» Task goal
Within this material, how many lines include the word "dark"? Answer with a number and nothing more.

» Exercise data
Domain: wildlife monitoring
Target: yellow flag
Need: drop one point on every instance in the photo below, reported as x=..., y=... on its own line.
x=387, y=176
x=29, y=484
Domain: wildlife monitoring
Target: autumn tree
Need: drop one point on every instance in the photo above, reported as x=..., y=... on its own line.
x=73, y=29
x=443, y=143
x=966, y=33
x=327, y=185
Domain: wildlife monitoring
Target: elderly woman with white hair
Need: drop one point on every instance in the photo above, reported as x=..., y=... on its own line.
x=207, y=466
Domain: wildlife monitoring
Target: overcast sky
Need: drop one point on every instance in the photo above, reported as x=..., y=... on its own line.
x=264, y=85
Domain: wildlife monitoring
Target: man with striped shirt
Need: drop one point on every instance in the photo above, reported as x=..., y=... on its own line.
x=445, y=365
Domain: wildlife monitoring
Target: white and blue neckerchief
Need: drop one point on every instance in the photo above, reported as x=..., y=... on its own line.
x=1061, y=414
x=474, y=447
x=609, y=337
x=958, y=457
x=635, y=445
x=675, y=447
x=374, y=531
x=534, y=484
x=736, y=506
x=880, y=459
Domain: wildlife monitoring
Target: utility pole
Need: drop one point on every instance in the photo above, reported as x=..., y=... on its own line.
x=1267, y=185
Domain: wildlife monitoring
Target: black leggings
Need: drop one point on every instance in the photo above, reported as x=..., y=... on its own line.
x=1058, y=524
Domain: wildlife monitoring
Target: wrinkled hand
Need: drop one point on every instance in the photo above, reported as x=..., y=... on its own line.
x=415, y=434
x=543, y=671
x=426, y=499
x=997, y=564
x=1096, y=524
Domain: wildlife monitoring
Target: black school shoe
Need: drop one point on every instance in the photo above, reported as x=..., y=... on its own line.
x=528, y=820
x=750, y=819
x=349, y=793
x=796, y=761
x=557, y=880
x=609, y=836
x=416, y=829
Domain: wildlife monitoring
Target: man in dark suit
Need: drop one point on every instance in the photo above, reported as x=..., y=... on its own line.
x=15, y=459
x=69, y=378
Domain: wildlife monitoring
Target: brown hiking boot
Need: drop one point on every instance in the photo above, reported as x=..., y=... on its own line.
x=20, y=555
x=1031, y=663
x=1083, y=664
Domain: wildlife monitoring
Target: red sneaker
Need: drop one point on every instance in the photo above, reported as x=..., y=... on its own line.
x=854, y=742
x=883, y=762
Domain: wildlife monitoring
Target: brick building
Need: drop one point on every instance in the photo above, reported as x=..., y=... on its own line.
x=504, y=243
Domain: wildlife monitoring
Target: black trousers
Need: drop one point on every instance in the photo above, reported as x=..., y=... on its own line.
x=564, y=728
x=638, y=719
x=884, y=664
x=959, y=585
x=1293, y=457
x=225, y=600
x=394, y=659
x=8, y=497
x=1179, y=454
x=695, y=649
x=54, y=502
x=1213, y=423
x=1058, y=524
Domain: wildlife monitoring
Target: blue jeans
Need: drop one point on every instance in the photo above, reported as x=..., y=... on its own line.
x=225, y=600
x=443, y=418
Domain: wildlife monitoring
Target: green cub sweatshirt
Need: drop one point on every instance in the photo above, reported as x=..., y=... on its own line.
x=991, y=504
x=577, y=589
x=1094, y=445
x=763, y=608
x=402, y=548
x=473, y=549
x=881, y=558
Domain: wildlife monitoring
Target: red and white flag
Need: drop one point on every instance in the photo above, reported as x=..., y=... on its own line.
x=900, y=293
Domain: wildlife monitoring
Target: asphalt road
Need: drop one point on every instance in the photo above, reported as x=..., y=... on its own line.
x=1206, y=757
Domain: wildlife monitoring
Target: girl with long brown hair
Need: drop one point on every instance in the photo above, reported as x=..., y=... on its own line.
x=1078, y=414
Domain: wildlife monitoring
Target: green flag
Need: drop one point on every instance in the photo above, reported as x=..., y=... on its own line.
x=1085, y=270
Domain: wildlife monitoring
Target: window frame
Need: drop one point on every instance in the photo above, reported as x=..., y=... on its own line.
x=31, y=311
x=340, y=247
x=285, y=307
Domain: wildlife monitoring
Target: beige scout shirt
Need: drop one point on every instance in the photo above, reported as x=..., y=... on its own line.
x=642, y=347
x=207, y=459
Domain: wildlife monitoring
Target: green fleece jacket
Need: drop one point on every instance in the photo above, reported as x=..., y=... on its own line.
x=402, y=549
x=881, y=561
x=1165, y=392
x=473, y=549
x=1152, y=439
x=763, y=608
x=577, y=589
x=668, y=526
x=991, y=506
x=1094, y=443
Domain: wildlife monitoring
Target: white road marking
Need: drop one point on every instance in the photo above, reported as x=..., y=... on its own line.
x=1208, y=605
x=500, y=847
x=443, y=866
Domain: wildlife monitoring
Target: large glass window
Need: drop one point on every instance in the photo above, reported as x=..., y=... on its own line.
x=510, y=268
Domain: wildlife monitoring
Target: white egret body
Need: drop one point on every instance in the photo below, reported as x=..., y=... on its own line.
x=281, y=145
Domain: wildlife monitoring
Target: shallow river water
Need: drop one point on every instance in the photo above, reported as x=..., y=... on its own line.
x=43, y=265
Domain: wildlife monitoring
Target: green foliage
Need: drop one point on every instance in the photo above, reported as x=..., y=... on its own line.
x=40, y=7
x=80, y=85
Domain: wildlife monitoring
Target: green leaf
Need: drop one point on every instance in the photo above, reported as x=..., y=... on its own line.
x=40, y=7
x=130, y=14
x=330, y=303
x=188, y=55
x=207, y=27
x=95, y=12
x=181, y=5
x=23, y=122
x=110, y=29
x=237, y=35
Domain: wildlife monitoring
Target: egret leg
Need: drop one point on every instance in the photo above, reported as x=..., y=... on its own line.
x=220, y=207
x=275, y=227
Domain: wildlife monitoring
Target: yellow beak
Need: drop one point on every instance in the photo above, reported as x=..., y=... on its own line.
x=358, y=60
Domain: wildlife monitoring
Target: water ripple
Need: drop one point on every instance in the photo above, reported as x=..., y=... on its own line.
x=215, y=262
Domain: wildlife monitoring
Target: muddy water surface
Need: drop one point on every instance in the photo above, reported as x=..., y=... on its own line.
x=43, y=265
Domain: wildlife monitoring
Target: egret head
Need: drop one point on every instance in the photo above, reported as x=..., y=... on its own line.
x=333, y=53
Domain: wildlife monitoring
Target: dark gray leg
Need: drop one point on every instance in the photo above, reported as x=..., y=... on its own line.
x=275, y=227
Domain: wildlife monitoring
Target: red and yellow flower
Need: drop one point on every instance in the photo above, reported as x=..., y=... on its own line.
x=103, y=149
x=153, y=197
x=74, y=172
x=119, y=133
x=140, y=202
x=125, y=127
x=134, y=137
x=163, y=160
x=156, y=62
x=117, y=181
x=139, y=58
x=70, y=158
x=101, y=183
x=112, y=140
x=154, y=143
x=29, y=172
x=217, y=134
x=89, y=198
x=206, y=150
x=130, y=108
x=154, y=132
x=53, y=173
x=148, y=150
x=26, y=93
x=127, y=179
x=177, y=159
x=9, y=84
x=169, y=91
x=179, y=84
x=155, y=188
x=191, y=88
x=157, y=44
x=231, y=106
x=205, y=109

» Output of the task
2